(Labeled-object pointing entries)
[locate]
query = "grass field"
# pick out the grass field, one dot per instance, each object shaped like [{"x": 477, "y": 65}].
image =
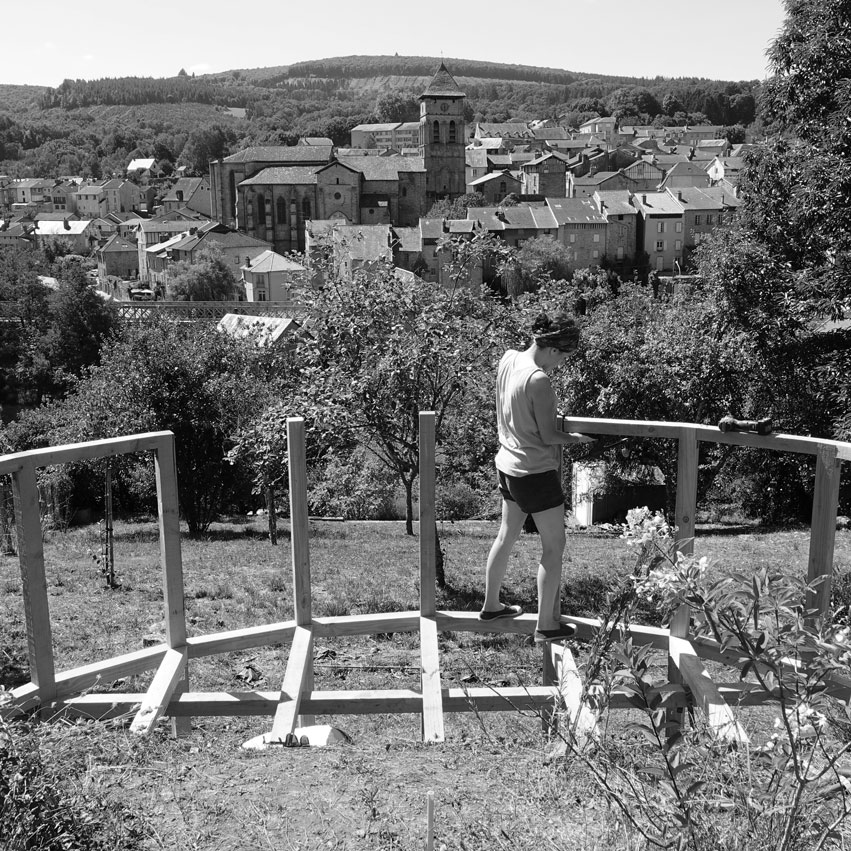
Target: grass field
[{"x": 493, "y": 786}]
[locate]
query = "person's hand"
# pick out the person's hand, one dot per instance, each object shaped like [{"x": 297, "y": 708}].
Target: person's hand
[{"x": 582, "y": 438}]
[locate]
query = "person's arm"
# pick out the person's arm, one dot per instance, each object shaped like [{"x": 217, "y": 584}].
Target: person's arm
[{"x": 544, "y": 410}]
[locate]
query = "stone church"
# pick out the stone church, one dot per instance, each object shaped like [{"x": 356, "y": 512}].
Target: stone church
[{"x": 270, "y": 192}]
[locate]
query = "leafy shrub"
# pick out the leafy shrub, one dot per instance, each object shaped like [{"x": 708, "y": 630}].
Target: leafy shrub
[{"x": 43, "y": 805}]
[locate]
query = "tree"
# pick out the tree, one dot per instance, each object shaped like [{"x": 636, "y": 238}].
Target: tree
[
  {"x": 191, "y": 380},
  {"x": 382, "y": 349},
  {"x": 457, "y": 208},
  {"x": 209, "y": 278}
]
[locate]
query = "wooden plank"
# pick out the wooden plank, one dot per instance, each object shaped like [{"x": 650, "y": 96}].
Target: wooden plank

*YOUR INSTRUCTIONS:*
Please format every line of the listing above as a JSON list of strings, one string per line, skipping blank lines and leaving out the pictures.

*RIGHT ANSWER:*
[
  "[locate]",
  "query = \"grass field\"",
  "# pick out the grass field, one dot per instance, each object shaped like [{\"x\": 477, \"y\": 65}].",
  "image =",
  "Target: grass field",
  "[{\"x\": 493, \"y\": 786}]",
  "[locate]",
  "query = \"person's hand\"",
  "# pick out the person's hand, one dot per instance, each object shaped like [{\"x\": 297, \"y\": 708}].",
  "Target: person's hand",
  "[{\"x\": 582, \"y\": 438}]",
  "[locate]",
  "query = \"person's arm\"",
  "# pick out the person's arm, one dot per instance, each object shaped like [{\"x\": 217, \"y\": 584}].",
  "Target: person's arm",
  "[{\"x\": 544, \"y\": 410}]",
  "[locate]",
  "query = \"stone church\"",
  "# pick out the stone church, one dot per instance, each object shaped like [{\"x\": 356, \"y\": 512}].",
  "Target: stone church",
  "[{\"x\": 270, \"y\": 192}]",
  "[locate]",
  "query = \"leafy shrub\"",
  "# pick out the leafy shrub, one dot per instance, each object shaped like [{\"x\": 708, \"y\": 630}].",
  "Target: leafy shrub",
  "[{\"x\": 43, \"y\": 805}]",
  "[locate]",
  "query = \"tree\"",
  "# pick out the tree, one dot per instance, each object shaped like [{\"x\": 636, \"y\": 238}].",
  "Target: tree",
  "[",
  "  {\"x\": 191, \"y\": 380},",
  "  {\"x\": 382, \"y\": 349},",
  "  {\"x\": 457, \"y\": 208},",
  "  {\"x\": 209, \"y\": 278}",
  "]",
  "[locate]",
  "query = \"wooden plank\"",
  "# pick out the wooden plank, one dot per instance, each object shaped like [{\"x\": 650, \"y\": 96}].",
  "Target: wooden plank"
]